* [Collection entries]:
⟨

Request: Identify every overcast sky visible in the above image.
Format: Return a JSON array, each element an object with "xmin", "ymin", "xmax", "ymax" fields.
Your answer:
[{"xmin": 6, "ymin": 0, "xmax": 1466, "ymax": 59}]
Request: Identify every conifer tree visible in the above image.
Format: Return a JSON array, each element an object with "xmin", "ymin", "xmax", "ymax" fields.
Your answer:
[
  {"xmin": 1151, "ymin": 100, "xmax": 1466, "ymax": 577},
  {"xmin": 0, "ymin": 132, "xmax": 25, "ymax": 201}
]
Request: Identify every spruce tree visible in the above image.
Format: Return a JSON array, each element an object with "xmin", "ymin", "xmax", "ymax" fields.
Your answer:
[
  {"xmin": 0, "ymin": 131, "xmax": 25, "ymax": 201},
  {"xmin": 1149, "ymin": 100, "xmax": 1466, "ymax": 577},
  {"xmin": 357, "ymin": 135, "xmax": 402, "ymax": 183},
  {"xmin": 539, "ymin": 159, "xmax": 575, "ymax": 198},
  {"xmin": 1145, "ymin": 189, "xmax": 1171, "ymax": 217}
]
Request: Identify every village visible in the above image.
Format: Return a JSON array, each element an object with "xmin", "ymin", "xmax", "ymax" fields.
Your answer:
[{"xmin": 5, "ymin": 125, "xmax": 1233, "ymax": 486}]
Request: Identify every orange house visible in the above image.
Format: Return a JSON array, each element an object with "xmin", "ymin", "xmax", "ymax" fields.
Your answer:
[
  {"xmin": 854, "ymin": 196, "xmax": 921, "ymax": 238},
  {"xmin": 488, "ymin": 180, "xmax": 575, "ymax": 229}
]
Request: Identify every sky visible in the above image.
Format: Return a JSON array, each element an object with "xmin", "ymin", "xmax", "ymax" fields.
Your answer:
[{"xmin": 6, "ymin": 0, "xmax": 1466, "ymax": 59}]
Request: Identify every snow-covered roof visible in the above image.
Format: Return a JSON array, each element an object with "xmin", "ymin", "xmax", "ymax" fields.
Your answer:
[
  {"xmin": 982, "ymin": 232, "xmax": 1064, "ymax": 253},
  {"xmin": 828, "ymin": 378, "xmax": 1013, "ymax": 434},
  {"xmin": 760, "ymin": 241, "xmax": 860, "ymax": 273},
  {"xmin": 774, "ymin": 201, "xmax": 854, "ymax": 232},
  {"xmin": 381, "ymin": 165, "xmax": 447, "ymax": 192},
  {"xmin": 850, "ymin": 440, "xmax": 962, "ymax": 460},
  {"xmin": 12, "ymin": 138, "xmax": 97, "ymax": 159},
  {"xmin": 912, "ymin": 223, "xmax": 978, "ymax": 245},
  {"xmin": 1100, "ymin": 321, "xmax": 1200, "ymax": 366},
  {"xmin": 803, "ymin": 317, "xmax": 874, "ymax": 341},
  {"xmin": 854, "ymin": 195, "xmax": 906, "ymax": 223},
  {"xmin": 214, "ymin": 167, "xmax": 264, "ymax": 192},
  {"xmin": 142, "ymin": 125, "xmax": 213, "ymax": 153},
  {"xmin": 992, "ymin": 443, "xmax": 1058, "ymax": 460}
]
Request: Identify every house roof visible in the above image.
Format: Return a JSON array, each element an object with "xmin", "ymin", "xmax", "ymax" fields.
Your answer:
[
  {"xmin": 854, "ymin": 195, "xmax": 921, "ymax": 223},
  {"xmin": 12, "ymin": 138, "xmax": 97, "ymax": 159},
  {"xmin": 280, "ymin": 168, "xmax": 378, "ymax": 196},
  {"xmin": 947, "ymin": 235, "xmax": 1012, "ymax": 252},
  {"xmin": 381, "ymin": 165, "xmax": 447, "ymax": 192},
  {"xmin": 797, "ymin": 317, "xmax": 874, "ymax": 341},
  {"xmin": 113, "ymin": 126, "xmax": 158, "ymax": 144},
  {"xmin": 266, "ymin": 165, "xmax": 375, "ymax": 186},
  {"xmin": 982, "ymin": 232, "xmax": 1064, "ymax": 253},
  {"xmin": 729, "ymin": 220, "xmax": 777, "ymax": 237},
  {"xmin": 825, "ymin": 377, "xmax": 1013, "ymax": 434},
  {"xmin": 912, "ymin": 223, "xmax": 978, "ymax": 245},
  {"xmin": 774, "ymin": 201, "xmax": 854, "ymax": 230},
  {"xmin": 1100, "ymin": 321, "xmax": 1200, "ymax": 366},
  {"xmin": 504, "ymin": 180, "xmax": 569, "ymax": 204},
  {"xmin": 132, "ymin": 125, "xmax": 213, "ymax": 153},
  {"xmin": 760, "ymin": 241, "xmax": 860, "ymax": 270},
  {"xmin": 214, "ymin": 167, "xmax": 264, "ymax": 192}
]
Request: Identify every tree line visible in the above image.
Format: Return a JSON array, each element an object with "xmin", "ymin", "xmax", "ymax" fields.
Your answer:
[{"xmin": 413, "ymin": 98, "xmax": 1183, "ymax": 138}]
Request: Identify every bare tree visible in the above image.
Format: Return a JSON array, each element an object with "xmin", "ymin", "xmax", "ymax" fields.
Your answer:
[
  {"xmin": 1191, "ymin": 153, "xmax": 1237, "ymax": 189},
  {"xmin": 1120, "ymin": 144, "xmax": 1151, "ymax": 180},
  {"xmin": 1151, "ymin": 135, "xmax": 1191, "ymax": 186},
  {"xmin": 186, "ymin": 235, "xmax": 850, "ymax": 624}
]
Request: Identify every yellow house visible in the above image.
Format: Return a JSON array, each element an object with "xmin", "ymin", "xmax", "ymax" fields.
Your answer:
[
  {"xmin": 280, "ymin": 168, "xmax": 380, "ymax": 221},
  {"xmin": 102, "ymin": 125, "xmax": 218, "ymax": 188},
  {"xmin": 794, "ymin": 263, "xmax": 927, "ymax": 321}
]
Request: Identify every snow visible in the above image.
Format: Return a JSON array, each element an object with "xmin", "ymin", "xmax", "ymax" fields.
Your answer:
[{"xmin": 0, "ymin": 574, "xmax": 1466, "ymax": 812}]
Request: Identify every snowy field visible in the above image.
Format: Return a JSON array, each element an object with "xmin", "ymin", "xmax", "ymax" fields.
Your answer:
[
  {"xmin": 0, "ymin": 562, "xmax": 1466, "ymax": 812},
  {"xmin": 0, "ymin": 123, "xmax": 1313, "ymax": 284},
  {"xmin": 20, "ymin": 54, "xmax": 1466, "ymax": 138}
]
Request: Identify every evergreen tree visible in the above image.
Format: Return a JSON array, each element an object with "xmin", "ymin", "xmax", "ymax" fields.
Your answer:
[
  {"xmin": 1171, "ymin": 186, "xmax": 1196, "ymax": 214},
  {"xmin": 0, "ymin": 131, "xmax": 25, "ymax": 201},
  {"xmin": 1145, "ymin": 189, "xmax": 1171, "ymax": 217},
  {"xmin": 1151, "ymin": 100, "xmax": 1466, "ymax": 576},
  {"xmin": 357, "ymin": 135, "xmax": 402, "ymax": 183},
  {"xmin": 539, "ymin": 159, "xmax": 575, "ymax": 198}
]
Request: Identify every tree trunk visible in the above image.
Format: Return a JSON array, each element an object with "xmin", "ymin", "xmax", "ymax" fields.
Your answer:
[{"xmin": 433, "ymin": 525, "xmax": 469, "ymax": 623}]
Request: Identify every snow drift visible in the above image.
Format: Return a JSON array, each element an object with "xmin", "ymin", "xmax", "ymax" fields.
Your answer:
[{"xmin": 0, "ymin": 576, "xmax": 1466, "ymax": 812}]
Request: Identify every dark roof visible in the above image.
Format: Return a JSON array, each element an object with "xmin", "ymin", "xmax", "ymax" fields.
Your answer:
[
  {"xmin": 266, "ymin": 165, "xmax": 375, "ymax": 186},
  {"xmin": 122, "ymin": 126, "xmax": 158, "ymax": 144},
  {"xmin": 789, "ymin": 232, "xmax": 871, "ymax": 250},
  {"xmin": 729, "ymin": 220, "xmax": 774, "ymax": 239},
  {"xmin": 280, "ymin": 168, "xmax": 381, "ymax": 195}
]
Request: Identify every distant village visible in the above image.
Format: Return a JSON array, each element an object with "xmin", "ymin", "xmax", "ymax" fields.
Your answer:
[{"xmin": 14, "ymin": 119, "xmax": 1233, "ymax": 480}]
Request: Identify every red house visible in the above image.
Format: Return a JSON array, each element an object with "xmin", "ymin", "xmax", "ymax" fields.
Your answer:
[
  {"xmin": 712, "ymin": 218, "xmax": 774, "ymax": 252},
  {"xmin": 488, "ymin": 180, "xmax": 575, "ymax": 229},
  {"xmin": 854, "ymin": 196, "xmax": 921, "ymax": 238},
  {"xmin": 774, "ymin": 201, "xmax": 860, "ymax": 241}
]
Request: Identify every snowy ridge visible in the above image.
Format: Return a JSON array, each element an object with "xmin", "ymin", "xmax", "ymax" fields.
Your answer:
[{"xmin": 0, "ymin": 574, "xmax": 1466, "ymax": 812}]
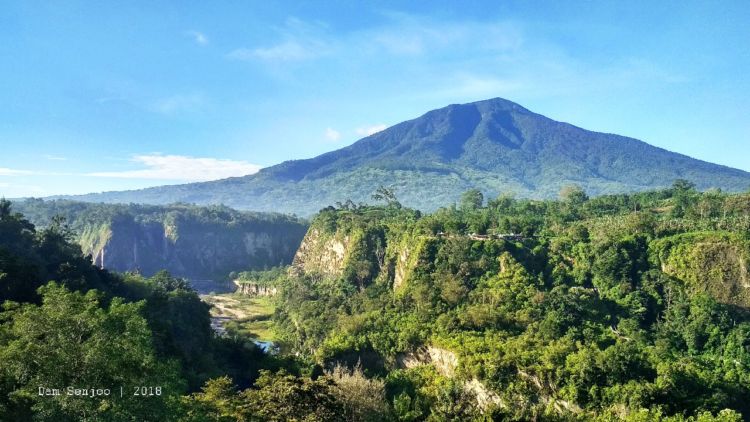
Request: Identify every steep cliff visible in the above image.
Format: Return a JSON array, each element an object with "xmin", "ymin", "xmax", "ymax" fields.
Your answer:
[
  {"xmin": 651, "ymin": 232, "xmax": 750, "ymax": 307},
  {"xmin": 291, "ymin": 211, "xmax": 426, "ymax": 289},
  {"xmin": 10, "ymin": 200, "xmax": 307, "ymax": 279}
]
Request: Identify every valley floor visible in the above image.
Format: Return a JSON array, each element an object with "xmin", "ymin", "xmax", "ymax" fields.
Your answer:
[{"xmin": 201, "ymin": 293, "xmax": 275, "ymax": 342}]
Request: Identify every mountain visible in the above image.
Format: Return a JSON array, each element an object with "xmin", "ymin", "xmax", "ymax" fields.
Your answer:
[{"xmin": 63, "ymin": 98, "xmax": 750, "ymax": 215}]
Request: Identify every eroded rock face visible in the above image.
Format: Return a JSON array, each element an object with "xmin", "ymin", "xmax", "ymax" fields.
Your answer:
[
  {"xmin": 397, "ymin": 346, "xmax": 458, "ymax": 377},
  {"xmin": 651, "ymin": 233, "xmax": 750, "ymax": 307},
  {"xmin": 82, "ymin": 220, "xmax": 305, "ymax": 279},
  {"xmin": 396, "ymin": 346, "xmax": 503, "ymax": 409},
  {"xmin": 234, "ymin": 280, "xmax": 278, "ymax": 296},
  {"xmin": 292, "ymin": 228, "xmax": 351, "ymax": 278}
]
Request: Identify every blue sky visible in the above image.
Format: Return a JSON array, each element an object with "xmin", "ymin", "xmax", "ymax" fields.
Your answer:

⟩

Please rewrite everything from the line containing "Request: Identify every blue" down to the end of the items, swapping "blue" for "gray" and leaving the rest unchanged.

* [EXERCISE OUTPUT]:
Request: Identify every gray sky visible in the above image.
Format: Return a JSON array, each element an object with "xmin", "ymin", "xmax", "ymax" fields.
Your answer:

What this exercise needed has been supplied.